[TASK BRIEF]
In the listing below, copy everything from the line containing "Note for the class: annotate every instance of the distant" through the end of the listing, swapping "wooden piling" for "timber piling" and changing nothing else.

------

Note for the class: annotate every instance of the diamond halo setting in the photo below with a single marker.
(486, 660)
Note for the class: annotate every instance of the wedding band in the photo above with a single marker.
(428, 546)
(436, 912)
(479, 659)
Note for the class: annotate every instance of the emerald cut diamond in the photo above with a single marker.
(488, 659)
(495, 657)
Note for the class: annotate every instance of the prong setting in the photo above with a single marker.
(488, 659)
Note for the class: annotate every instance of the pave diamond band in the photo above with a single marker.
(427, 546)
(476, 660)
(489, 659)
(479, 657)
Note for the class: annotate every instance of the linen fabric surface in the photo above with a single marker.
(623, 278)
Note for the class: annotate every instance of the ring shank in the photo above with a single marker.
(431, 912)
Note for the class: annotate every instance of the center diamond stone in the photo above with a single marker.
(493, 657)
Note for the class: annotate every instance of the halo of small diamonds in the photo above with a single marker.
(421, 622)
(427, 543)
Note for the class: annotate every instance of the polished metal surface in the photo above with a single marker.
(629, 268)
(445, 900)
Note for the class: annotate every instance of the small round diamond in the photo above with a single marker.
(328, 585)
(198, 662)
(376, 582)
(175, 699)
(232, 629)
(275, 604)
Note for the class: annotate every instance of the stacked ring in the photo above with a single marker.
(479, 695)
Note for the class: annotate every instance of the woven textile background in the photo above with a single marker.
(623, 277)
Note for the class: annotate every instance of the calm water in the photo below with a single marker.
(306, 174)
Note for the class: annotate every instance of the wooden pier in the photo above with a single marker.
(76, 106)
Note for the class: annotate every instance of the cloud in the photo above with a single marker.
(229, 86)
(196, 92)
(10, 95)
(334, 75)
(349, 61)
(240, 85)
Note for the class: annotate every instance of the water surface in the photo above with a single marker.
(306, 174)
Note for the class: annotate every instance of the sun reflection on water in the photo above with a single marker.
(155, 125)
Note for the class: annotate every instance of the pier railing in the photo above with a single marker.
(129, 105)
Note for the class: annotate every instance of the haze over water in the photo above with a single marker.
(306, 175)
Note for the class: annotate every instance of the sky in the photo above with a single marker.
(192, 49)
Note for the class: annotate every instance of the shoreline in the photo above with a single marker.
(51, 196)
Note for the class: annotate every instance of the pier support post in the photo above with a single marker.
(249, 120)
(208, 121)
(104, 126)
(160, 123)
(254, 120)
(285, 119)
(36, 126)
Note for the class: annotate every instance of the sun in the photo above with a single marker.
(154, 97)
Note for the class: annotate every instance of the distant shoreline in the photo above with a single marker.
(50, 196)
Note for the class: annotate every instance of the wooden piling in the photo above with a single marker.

------

[WORKED SOLUTION]
Note for the class: annotate every instance of the distant shoreline in the photo above with a single marker.
(50, 196)
Note for the class: annotate every instance of the timber piling in the photo above with a single marker.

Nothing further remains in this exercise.